-- REQUIRED ACTIONS --
[1] Answer each question using the excerpt on the balloon-frame house.
(a) Which structure was the first to be balloon-framed?
(b) In what year was the new section of Oklahoma territory opened for settlement?
(c) According to the quoted passage, how long did it take for a crowd of tents to go up?
[2] Pick up the text on the balloon-frame house after its final sentence and continue it for one paragraph.

-- EXCERPT --
──────
LIFE, the 100 events that shaped American, bicentennial issue, 1975, page
13, #7

The 'ballon-frame' house 1833

Photo # 1, The first balloon-framed structure was St. Mary's Church in
Chicago.  An old photo of the structure.

Photo # 2, Caption, Within days a new section of Oklahoma territory was
opened for settlement in 1889, East Guthrie was already half built.
Balloon-frame structures had sprung up on one side of the street and would
soon replace the tents on the other side.  The photo graphically shows
balloon construction in 1889 in its various stages and the methods of
applying siding.


A technique of construction still used today helped get the West settled in
short order

"The actual building of the West took place at a gallop-in each of a
thousand nowheres a crowd of tents went up in one day, construction started
the next and within weeks another bustling frontier town had materialized.
──────
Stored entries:
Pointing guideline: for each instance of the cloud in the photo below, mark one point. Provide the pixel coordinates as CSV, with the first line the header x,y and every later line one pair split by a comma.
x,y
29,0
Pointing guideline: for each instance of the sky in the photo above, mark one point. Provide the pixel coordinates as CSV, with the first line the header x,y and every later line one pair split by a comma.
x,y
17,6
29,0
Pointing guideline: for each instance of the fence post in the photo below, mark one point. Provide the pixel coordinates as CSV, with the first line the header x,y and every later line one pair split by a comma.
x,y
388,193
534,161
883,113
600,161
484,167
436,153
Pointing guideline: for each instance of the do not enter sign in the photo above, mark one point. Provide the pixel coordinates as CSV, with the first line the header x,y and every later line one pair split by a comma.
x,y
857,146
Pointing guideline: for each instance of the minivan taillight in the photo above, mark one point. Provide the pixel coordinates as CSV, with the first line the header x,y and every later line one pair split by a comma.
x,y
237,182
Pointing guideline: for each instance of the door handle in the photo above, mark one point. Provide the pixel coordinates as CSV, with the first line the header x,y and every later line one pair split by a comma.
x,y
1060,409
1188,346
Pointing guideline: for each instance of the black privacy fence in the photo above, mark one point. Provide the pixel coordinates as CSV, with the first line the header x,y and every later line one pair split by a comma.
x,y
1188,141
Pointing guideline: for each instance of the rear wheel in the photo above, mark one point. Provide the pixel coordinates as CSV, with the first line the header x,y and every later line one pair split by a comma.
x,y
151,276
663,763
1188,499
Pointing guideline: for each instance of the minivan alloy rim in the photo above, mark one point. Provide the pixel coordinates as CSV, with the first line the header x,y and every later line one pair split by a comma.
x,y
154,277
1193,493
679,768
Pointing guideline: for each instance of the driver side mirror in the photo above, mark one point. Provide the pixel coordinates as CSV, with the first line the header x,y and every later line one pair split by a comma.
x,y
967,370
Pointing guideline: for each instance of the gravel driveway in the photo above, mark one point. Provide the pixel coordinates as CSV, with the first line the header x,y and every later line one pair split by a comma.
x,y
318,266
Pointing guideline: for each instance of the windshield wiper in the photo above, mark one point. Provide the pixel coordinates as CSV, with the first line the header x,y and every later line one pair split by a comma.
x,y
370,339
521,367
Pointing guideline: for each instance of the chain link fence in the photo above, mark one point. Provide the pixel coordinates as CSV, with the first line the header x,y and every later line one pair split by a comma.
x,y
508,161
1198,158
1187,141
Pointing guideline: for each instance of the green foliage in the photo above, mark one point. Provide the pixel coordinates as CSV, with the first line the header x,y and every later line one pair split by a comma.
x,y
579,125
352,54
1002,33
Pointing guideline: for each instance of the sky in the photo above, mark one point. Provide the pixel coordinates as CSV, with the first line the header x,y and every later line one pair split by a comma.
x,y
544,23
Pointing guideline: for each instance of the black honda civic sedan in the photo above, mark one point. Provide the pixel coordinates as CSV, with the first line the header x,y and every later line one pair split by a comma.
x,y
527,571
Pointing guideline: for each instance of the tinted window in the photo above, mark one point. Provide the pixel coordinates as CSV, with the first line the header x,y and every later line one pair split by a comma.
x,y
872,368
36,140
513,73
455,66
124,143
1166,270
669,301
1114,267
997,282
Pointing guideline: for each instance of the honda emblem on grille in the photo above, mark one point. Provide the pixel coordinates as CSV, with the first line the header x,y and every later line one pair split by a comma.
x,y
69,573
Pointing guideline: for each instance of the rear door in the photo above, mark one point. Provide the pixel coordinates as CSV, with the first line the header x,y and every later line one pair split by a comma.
──────
-- TASK RESPONSES --
[1]
(a) St. Mary's Church in Chicago.
(b) 1889.
(c) One day.

[2]
Largely responsible for this pace was a new method of building called
"balloon framing" (because its detractors predicted that the prairie winds
would blow the houses up and away like balloons).  Invented about 1833 by a
carpenter named Agustus Deodat Taylor, the technique, which is still used in
most U.S. houses today, called for a cagelike framework of two by fours set
close together, to which roof and siding were then nailed to complete the
shell of the house.  Previously, houses had been constructed on a frame of
massive, heavy beams-the way barns are built-and required much less time and
expertise to put up.  But with handy-sized lumber and machine made nails
being cheaply mass-produced
by 1850s, a balloon frame could be knocked together by a team of amateurs in
a matter of hours.  And when they turned out to be even sturdier than the
old style houses, Taylor's invention was adopted everywhere in America."